#### PROBLEM TO SOLVE:
Please copy the stretch of rows below from the line containing "Which region of the image contains the paddler's head?" through the line containing "top-left (0, 0), bottom-right (720, 372)", both included, word for word and nothing else.
>> Begin INFORMATION PROVIDED
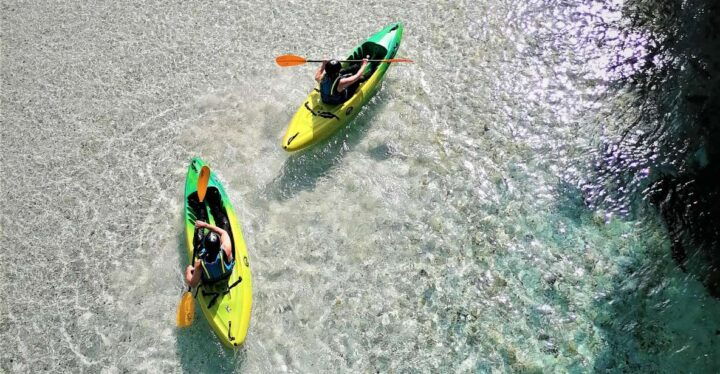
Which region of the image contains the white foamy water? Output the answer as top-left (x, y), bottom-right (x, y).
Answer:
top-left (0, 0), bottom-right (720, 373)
>> End INFORMATION PROVIDED
>> Begin INFORMATION PROVIDED
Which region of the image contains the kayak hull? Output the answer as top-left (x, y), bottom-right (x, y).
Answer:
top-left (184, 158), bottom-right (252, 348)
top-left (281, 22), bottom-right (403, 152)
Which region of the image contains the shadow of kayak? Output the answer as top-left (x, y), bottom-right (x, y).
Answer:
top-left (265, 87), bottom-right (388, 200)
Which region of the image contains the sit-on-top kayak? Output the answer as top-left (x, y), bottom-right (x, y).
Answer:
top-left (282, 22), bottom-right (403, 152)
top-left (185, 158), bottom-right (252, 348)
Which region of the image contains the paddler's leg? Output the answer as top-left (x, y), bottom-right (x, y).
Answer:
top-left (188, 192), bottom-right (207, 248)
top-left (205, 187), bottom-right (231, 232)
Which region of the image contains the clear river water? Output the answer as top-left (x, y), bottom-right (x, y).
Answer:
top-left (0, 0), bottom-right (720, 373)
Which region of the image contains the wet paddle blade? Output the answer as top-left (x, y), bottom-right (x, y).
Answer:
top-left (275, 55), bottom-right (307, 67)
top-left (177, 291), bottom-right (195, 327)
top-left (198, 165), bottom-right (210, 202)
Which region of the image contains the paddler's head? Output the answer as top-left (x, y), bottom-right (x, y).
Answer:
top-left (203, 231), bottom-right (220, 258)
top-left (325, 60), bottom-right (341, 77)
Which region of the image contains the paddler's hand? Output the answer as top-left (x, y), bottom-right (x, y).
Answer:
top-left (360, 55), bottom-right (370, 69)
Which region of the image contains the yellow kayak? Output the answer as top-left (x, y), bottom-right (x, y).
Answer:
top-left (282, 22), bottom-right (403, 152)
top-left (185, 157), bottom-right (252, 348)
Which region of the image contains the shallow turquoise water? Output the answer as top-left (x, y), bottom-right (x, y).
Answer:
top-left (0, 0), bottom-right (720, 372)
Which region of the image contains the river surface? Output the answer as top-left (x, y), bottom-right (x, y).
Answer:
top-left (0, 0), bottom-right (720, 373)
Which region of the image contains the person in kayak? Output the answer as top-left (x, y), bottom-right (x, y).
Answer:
>> End INFORMATION PROVIDED
>> Begin INFORMATION PROVIDED
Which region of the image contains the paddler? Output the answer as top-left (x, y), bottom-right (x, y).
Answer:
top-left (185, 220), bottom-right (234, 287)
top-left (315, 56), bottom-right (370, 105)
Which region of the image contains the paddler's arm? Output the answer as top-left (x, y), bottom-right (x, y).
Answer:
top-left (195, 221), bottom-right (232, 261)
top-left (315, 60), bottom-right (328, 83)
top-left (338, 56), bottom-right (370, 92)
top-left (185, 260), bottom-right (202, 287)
>> End INFORMATION PROVIDED
#### ANSWER FOR THIS EXERCISE:
Which region of the image contains the paddler's head? Output the answer as top-left (x, y), bottom-right (x, y).
Answer:
top-left (203, 231), bottom-right (220, 258)
top-left (325, 60), bottom-right (341, 77)
Which region of the image contains the paddler's hand? Output the answer as top-left (x, y), bottom-right (x, y).
Answer:
top-left (360, 55), bottom-right (370, 69)
Which region of the image contains the yellow kayak? Output the answer as top-left (x, y), bottom-right (x, y).
Answer:
top-left (282, 22), bottom-right (403, 152)
top-left (185, 157), bottom-right (252, 348)
Which region of the image contains the shallow turquoise water? Output the answer as top-left (x, y), bottom-right (x, y).
Answer:
top-left (0, 0), bottom-right (720, 372)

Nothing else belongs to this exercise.